Что, согласно тексту о Светлане Михайловне Федюковой, она оставила мужу, уйдя с малолетним ребёнком к матери?

**Исходный текст:**
--------------------------------

Во всех производственных и общественных делах Светлана Михайловна занимала принципиальную позицию и всегда была сторонником объективного и справедливого решения возникающих вопросов. Такая позиция парторга пришлась мне по вкусу и не было оснований для серьёзных разногласий между нами. Она служила примером добросовестного отношения к работе, личной порядочности и честности.

Эти жизненные принципы нередко вступали у неё в противоречия с окружающей реальной действительностью, где властвовали лицемерие, бесчестье и обман. По этой причине она не нашла взаимопонимания и с мужем, молодым учёным, пренебрегавшим её идеалами и стремящимся к научной карьере всеми доступными тогда методами. Когда Светлана Михайловна поняла, что её мировозрение ему чуждо, она не поступилась своими принципами и ушла с малолетним ребёнком к матери, оставив мужу квартиру и всё совместно нажитое имущество. Таков уж был характер у Светы Федюковой.

Предвидя, что её визит ко мне в приёмные часы вызовет моё недоумение, она предупредила, что вопросы у неё сугубо личные и поэтому она сочла уместным решать их именно в такой обстановке.

Светлана Михайловна выразила своё удовлетворение работой, обстановкой, царящей в ПКБ и просила оставить её в занимаемой должности независимо от того, какой будет реакция на то, что она собирается мне изложить. После такой преамбулы Света изложила суть дела, которое сводилось к тому, что она не разделяет теперешней политики КПСС и лично её Генсека Горбачева, который молча взирает, как партийные лидеры в Центре и на местах пренебрегают ленинскими принципами руководства и постепенно сползают на путь мошенничества, обмана и наживы, как под видом создания акционерных обществ, коммерческих объединений, совместных предприятий и кооперативов разворовывается общественная собственность, народное добро. Она возмущалась тем, как богатеют дельцы и махинаторы и нищают честные труженики. Руководители партийных комитетов, по её мнению, не только не пресекали жульничество и воровство, а нередко сами ему потворствовали. Убедительными примерами из жизни в столице, городе и области Федюкова подтвердила свои выводы и обобщения. Она заявила о своём намерение оставить руководство партийной организацией ПКБ и приостановить своё членство в КПСС до изменения обстановки в партии.

--------------------------------

**Исходные данные:**
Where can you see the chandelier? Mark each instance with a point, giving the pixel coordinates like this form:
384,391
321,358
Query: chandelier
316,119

--------------------------------

**Письменный ответ:** Квартиру и всё совместно нажитое имущество.